> **Image point grounding data**:
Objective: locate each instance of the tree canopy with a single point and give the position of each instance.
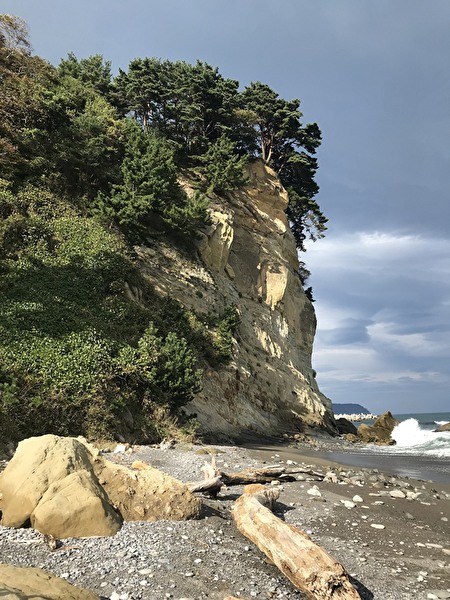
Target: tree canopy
(90, 165)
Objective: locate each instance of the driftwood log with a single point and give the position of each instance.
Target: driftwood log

> **The task**: Give back, unchanged, the line that holds "Target: tree canopy" along with all lines after it through the last line above.

> **Response box**:
Target: tree canopy
(90, 165)
Objective: locate each instance of the driftwood log with a single point and give the position of each instance.
Target: driftwood log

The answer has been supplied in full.